#### Text excerpt:

>> Start

The problem is that without the leading "__", this would convince SRCU
that this is an NMI-safe srcu_struct.  Which it might not be.  Worse yet,
if this srcu_struct had already done an srcu_read_lock(), it would splat.

> > > >  	ss_state = smp_load_acquire(&ssp->srcu_size_state);
> > > >  	if (ss_state < SRCU_SIZE_WAIT_CALL)
> > > >  		sdp = per_cpu_ptr(ssp->sda, 0);
> > > > @@ -1123,7 +1154,7 @@ static unsigned long srcu_gp_start_if_needed(struct srcu_struct *ssp,
> > > >  		srcu_funnel_gp_start(ssp, sdp, s, do_norm);
> > > >  	else if (needexp)
> > > >  		srcu_funnel_exp_start(ssp, sdp_mynode, s);
> > > > -	srcu_read_unlock(ssp, idx);
> > > > +	__srcu_read_unlock_nmisafe(ssp, idx);
> > > >  	return s;
> > > >  }
> > > >  
> > > > @@ -1427,13 +1458,13 @@ void srcu_barrier(struct srcu_struct *ssp)
> > > >  	/* Initial count prevents reaching zero until all CBs are posted. */
> > > >  	atomic_set(&ssp->srcu_barrier_cpu_cnt, 1);
> > > >  
> > > > -	idx = srcu_read_lock(ssp);
> > > > +	idx = __srcu_read_lock_nmisafe(ssp);
> > > 
> > > And same here?
> > 
> > Yes, same here.  ;-)
> 
> Now bonus question: why do SRCU grace period starting/tracking
> need to be in an SRCU read side critical section? :o)

Because I am lazy and like to keep things simple?  ;-)

More seriously, take a look at srcu_gp_start_if_needed() and the functions
it calls and ask yourself what bad things could happen if they were
preempted for an arbitrarily long period of time.

							Thanx, Paul
Frederic Weisbecker Oct. 3, 2022, 9:55 a.m. UTC | #7
On Sun, Oct 02, 2022 at 04:46:55PM -0700, Paul E. McKenney wrote:
> On Sun, Oct 02, 2022 at 11:47:10PM +0200, Frederic Weisbecker wrote:
> > On Sun, Oct 02, 2022 at 09:09:57AM -0700, Paul E. McKenney wrote:
> > > On Sun, Oct 02, 2022 at 05:55:16PM +0200, Frederic Weisbecker wrote:
> > > > On Thu, Sep 29, 2022 at 11:07:25AM -0700, Paul E. McKenney wrote:
> > > > > @@ -1090,7 +1121,7 @@ static unsigned long srcu_gp_start_if_needed(struct srcu_struct *ssp,
> > > > >  	int ss_state;
> > > > >  
> > > > >  	check_init_srcu_struct(ssp);
> > > > > -	idx = srcu_read_lock(ssp);
> > > > > +	idx = __srcu_read_lock_nmisafe(ssp);
> > > > 
> > > > Why do we need to force the atomic based version here (even if CONFIG_NEED_SRCU_NMI_SAFE=y)?

>> End

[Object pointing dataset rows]

>> Start

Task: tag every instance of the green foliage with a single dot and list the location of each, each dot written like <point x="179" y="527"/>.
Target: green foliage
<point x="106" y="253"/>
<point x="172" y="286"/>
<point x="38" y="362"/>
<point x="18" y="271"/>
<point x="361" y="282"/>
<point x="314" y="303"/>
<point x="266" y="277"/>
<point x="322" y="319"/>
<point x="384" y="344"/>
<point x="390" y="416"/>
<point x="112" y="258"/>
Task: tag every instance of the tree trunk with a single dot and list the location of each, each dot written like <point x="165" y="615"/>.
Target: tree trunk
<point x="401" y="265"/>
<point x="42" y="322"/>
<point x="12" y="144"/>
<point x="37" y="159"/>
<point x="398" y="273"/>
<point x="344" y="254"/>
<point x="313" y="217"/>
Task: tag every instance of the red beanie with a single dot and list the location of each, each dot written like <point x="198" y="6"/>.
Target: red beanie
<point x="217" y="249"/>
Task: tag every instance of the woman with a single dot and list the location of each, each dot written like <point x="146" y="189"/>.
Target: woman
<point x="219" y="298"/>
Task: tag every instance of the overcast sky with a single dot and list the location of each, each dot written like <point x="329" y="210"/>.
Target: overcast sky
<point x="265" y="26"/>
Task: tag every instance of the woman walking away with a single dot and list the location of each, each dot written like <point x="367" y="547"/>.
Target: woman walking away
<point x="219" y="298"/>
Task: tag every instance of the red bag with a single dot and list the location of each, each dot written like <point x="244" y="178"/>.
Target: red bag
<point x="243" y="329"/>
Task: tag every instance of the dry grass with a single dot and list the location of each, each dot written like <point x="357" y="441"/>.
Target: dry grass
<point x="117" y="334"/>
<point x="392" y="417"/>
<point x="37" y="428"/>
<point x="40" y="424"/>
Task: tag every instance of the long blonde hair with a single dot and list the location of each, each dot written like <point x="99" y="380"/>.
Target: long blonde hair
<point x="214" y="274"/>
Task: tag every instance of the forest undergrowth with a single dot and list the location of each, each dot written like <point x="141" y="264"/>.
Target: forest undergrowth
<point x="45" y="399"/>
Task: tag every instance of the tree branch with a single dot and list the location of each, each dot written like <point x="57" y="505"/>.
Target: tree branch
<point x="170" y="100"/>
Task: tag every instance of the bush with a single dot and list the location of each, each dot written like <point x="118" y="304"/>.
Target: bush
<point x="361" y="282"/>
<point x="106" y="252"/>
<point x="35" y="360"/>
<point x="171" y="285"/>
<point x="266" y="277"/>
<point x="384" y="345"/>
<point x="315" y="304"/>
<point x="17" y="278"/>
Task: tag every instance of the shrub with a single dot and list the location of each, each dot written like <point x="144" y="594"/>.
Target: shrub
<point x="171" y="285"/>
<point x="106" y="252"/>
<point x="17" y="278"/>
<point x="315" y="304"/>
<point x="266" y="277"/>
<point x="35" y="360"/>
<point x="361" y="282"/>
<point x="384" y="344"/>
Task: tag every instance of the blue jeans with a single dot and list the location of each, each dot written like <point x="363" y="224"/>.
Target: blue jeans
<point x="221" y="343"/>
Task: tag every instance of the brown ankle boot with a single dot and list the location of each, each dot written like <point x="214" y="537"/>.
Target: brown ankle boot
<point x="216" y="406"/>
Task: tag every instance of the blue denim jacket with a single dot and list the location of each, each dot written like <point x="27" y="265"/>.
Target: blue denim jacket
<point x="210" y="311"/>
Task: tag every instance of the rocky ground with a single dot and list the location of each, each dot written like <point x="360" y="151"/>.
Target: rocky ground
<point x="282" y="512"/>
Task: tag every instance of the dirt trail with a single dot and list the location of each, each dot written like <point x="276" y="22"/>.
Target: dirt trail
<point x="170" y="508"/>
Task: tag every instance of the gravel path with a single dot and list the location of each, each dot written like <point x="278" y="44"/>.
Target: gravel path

>> End

#### Direction:
Revise the SRCU discussion from "The problem is" to "(ss_state < SRCU_SIZE_WAIT_CALL)" so that "splat" is replaced with "complain". These rows aren't needed for anything here.

#### Task solution:
The problem is that without the leading "__", this would convince SRCU
that this is an NMI-safe srcu_struct.  Which it might not be.  Worse yet,
if this srcu_struct had already done an srcu_read_lock(), it would complain.

> > > >  	ss_state = smp_load_acquire(&ssp->srcu_size_state);
> > > >  	if (ss_state < SRCU_SIZE_WAIT_CALL)